- _To do_
Transcribe every record verbatim; no pictures.

======== Information shown ========

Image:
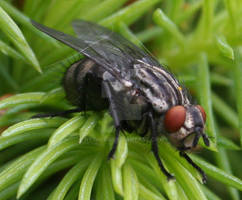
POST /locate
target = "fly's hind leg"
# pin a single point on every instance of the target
(114, 113)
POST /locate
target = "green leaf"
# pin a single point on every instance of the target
(15, 35)
(14, 172)
(43, 161)
(69, 179)
(87, 127)
(15, 139)
(146, 194)
(9, 51)
(131, 184)
(225, 111)
(32, 124)
(65, 129)
(104, 188)
(225, 49)
(129, 14)
(238, 88)
(169, 186)
(218, 174)
(89, 177)
(121, 152)
(24, 98)
(164, 22)
(103, 9)
(117, 178)
(204, 89)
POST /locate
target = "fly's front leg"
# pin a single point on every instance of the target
(114, 113)
(189, 160)
(154, 147)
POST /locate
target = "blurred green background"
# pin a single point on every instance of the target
(66, 158)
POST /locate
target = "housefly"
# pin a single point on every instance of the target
(140, 94)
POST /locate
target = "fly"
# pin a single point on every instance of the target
(139, 93)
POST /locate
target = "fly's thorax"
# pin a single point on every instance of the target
(159, 87)
(184, 125)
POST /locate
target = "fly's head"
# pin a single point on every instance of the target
(185, 124)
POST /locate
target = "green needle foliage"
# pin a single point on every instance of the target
(66, 158)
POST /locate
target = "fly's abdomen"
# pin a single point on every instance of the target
(83, 87)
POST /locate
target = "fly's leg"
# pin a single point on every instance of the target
(154, 148)
(58, 114)
(189, 160)
(114, 114)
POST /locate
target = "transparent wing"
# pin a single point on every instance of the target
(113, 47)
(110, 50)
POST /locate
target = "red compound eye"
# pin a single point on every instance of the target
(175, 118)
(202, 111)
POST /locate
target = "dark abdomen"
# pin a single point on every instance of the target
(83, 87)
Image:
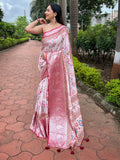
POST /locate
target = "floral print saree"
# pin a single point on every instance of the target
(57, 111)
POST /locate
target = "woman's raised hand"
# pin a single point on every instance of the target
(42, 21)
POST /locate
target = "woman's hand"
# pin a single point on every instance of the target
(44, 56)
(42, 21)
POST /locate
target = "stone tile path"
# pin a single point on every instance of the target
(19, 79)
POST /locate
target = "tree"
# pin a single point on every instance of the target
(116, 64)
(1, 14)
(21, 22)
(63, 4)
(88, 8)
(38, 8)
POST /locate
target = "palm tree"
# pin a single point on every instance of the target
(116, 64)
(73, 25)
(63, 4)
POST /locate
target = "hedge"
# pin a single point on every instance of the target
(92, 77)
(9, 42)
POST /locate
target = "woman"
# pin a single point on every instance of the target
(57, 111)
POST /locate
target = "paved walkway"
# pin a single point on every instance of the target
(19, 79)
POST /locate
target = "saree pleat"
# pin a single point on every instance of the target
(57, 111)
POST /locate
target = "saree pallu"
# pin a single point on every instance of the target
(57, 111)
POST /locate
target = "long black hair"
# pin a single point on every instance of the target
(56, 8)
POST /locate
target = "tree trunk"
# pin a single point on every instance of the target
(63, 4)
(116, 64)
(73, 25)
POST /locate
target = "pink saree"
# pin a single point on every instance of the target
(57, 111)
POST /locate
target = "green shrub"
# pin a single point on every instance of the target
(90, 76)
(113, 91)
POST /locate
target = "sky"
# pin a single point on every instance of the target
(14, 8)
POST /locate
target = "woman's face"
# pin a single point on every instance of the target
(49, 13)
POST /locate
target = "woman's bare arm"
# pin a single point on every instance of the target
(33, 29)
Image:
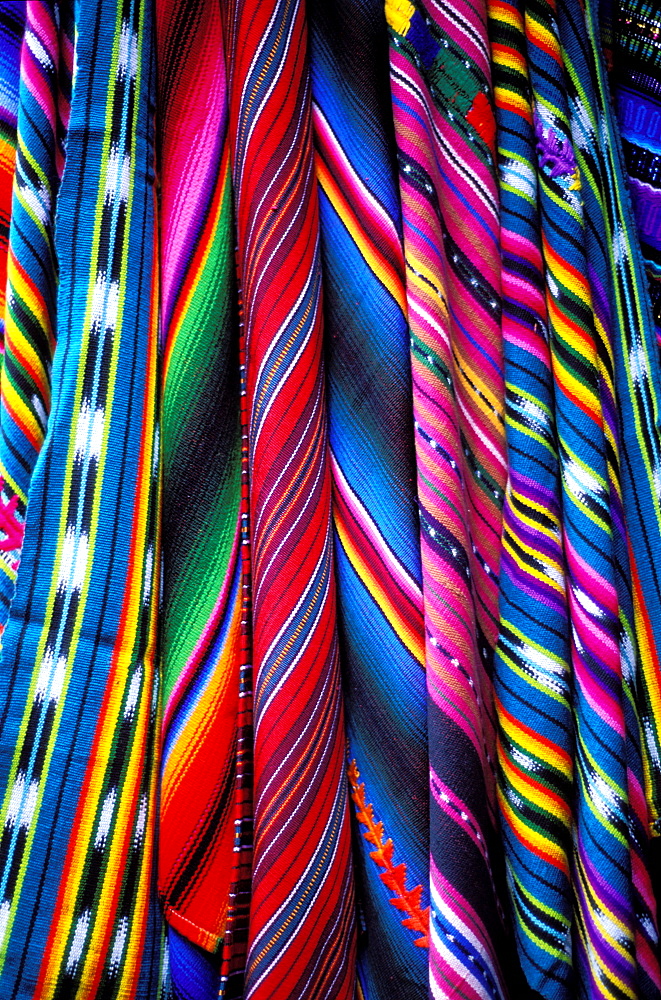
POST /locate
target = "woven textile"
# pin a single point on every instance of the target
(330, 510)
(12, 21)
(205, 642)
(636, 73)
(79, 698)
(302, 932)
(373, 469)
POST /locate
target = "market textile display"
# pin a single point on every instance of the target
(330, 499)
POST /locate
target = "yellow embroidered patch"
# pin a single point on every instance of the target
(399, 14)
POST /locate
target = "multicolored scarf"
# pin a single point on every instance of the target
(330, 452)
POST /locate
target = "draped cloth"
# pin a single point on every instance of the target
(79, 691)
(205, 800)
(330, 451)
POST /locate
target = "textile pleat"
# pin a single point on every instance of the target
(302, 922)
(12, 25)
(79, 690)
(205, 639)
(330, 499)
(445, 129)
(374, 510)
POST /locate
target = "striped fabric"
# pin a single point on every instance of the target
(376, 526)
(610, 949)
(79, 692)
(445, 129)
(330, 391)
(12, 23)
(533, 671)
(302, 935)
(636, 74)
(29, 314)
(205, 645)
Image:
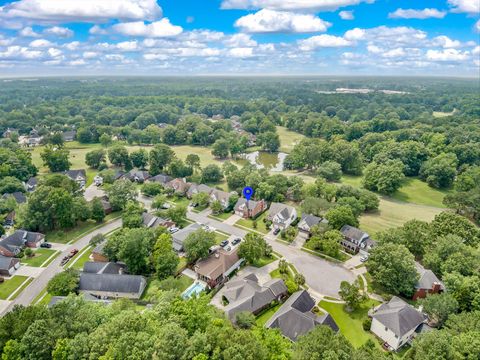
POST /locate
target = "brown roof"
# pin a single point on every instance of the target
(217, 263)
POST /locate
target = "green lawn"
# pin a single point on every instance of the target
(350, 324)
(10, 285)
(248, 223)
(39, 257)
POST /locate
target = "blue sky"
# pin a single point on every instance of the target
(250, 37)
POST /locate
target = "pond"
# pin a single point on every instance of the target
(270, 161)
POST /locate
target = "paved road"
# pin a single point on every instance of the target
(39, 283)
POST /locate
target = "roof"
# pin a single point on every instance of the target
(295, 317)
(217, 263)
(111, 283)
(398, 316)
(427, 278)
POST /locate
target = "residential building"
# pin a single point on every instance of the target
(295, 317)
(12, 245)
(428, 283)
(246, 294)
(355, 240)
(8, 265)
(281, 215)
(249, 208)
(395, 322)
(215, 269)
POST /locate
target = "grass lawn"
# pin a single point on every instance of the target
(288, 139)
(350, 324)
(39, 257)
(264, 316)
(10, 285)
(248, 223)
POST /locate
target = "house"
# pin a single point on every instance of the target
(395, 322)
(79, 176)
(31, 184)
(12, 245)
(215, 269)
(355, 240)
(246, 294)
(8, 265)
(296, 318)
(428, 283)
(249, 208)
(109, 281)
(281, 215)
(179, 237)
(152, 221)
(19, 197)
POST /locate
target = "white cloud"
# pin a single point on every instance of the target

========

- _Response to the exercise_
Image:
POST /locate
target = "fly's hind leg"
# pin a single point on every instance of the target
(114, 113)
POST /locate
target = "green leaf"
# pin a single point on every instance of the target
(15, 35)
(14, 172)
(43, 161)
(69, 179)
(87, 127)
(15, 139)
(146, 194)
(9, 51)
(131, 184)
(225, 111)
(32, 124)
(65, 129)
(104, 188)
(225, 49)
(129, 14)
(238, 88)
(169, 186)
(218, 174)
(89, 177)
(121, 152)
(24, 98)
(164, 22)
(103, 9)
(117, 178)
(204, 89)
POST /locate
target = "fly's front leg"
# pin a single point on every instance of the target
(114, 113)
(189, 160)
(154, 147)
POST /locate
target = "blurred green background"
# pin a single point on every instance of the target
(66, 158)
POST /locate
target = "housefly"
# pin a single point on every instance of the target
(140, 94)
POST /locate
target = "fly"
# pin a single point on every instance of the target
(139, 93)
POST /locate
target = "fly's thorax"
# pin a single point on every instance of the target
(159, 87)
(184, 125)
POST /locate
target = "fly's head"
# pin a single point on every instance of the target
(185, 124)
POST /locate
target = "green needle foliage"
# pin a single point on every instance of the target
(66, 158)
POST /locate
target = "fly's abdomen"
# pin a single point on every instance of the target
(83, 87)
POST /locate
target = "fly's leg"
# pin a single point on every instance of the target
(154, 148)
(58, 114)
(189, 160)
(114, 114)
POST /locate
target = "transparent wing"
# pin a single point on every instance of the target
(113, 47)
(110, 50)
POST /locate
target = "red compound eye"
# pin a single point on every instance of the target
(175, 118)
(202, 111)
POST /locate
target = "dark abdomen"
# pin a single point on every instance of the target
(83, 87)
Image:
POST /locate
target = "floral print saree"
# pin a single point on every instance of the target
(57, 111)
POST /locate
target = "woman's raised hand"
# pin a single point on every instance of the target
(42, 21)
POST /locate
target = "woman's hand"
# pin a single point on every instance of the target
(44, 56)
(42, 21)
POST /locate
target = "stone tile path"
# pin a single point on every instance of the target
(19, 79)
POST /locate
target = "tree"
# pin a single point on every instance of the target
(116, 64)
(1, 14)
(21, 22)
(63, 4)
(88, 8)
(38, 8)
POST /locate
target = "palm tree"
# pin a single point on every instance of the target
(116, 64)
(73, 25)
(63, 4)
POST /locate
target = "hedge"
# pin a single point on every instance of the target
(92, 77)
(9, 42)
POST /locate
target = "woman"
# pin a single point on every instance of the target
(57, 111)
POST /locate
target = "paved walkway"
# pin a single point on every instance of the target
(19, 79)
POST /locate
target = "saree pleat"
# pin a single point on every instance of the target
(57, 111)
POST /locate
target = "saree pallu"
# pin a single point on every instance of the target
(57, 111)
POST /locate
target = "long black hair"
# pin a single point on every instance of the target
(56, 8)
POST /locate
target = "tree trunk"
# pin a single point on every instance of the target
(63, 4)
(116, 64)
(73, 25)
POST /locate
target = "pink saree"
# pin a single point on every instance of the target
(57, 111)
POST /locate
target = "green shrub"
# pin a single point on every instance of the target
(90, 76)
(113, 91)
POST /locate
target = "sky"
# pin a single point on every instance of the target
(14, 8)
POST /locate
target = "woman's face"
# pin a single point on every instance of the target
(49, 13)
POST /locate
target = "woman's bare arm"
# pin a single point on every instance of the target
(33, 29)
Image:
POST /locate
target = "woven textile"
# pin a single point on every instance of the target
(330, 510)
(12, 21)
(205, 642)
(636, 73)
(79, 698)
(302, 932)
(373, 469)
POST /locate
target = "market textile display"
# pin a single point on every instance of the target
(330, 499)
POST /locate
target = "yellow embroidered patch"
# pin a single point on every instance of the target
(399, 14)
POST /locate
target = "multicolored scarf"
# pin a single point on every instance of the target
(330, 452)
POST /locate
target = "draped cloth"
# pin a single point on every instance of the target
(79, 691)
(205, 800)
(330, 451)
POST /locate
target = "textile pleat"
# pin a single point on every instance of the target
(302, 922)
(12, 25)
(79, 690)
(205, 639)
(330, 499)
(445, 129)
(374, 510)
POST /locate
target = "striped fabric"
# pin a single point on every instance of the target
(376, 526)
(610, 949)
(79, 692)
(445, 129)
(330, 391)
(12, 23)
(533, 671)
(302, 935)
(636, 74)
(29, 314)
(205, 645)
Image:
POST /locate
target = "brown roof"
# pin a single point on every instance of the target
(217, 263)
POST /locate
target = "green lawn"
# pin a single point on every instance of the target
(350, 324)
(10, 285)
(248, 223)
(39, 257)
POST /locate
target = "blue sky"
# pin a single point on every instance of the target
(250, 37)
POST /locate
target = "pond"
# pin a single point on every instance of the target
(270, 161)
POST /locate
target = "paved road"
# pin a single point on every instance of the target
(39, 283)
POST /locate
target = "roof"
# pin a single point on every instance of the target
(295, 317)
(217, 263)
(111, 283)
(398, 316)
(427, 278)
POST /locate
target = "residential building"
# pin a single point on every instance of the target
(295, 317)
(12, 245)
(428, 283)
(246, 294)
(355, 240)
(8, 265)
(281, 215)
(249, 208)
(395, 322)
(215, 269)
POST /locate
target = "grass lawn"
# pin a single point on every instance of the target
(288, 139)
(350, 324)
(39, 257)
(264, 316)
(10, 285)
(248, 223)
POST /locate
target = "house"
# pin a single point on every instance of the target
(395, 322)
(79, 176)
(31, 184)
(12, 245)
(215, 269)
(355, 240)
(246, 294)
(8, 265)
(296, 318)
(428, 283)
(249, 208)
(109, 281)
(281, 215)
(179, 237)
(152, 221)
(19, 197)
POST /locate
target = "white cloud"
# pin a single point on every instance of the target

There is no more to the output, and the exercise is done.